> **SUPPLIED ENTRIES**:
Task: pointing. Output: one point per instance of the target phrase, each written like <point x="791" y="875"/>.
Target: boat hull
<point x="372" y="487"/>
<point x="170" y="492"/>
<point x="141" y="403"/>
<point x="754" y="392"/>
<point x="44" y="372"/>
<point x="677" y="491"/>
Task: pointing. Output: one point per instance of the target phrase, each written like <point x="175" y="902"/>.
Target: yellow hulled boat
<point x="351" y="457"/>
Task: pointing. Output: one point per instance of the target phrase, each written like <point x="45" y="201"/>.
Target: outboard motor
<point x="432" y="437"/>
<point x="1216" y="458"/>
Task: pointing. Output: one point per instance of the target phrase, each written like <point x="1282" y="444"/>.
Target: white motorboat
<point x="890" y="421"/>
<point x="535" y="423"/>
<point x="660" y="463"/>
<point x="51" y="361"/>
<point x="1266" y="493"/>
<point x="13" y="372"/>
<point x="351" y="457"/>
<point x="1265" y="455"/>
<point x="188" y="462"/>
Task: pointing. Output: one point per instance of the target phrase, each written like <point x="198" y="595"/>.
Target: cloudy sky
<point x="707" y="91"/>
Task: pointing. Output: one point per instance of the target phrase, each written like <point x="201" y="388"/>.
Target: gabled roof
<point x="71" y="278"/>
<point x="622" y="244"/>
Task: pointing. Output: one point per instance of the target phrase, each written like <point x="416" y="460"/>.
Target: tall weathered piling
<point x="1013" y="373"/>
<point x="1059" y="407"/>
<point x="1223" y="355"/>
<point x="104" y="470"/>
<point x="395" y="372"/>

> **TO DO**:
If the word "pointing" appears in a line above, copy that line.

> **EXERCISE RESULT**:
Task: pointing. Output: one point per instance of the target phrase, each written like <point x="791" y="875"/>.
Task: pointing. Output: one point per instance of the target phrase, each written like <point x="175" y="902"/>.
Task: pointing. Output: one point per instance of the target phrase, each written like <point x="45" y="201"/>.
Task: pointing. Output: one point per instance of the target phrase, each written like <point x="1282" y="444"/>.
Task: pointing. Output: one point per instance of the target phrase, each written like <point x="198" y="595"/>.
Task: pointing. Output: one point per instance of the target phrase, each written like <point x="201" y="388"/>.
Task: pointing. Output: one point per instance of the target phrase, each written like <point x="416" y="460"/>.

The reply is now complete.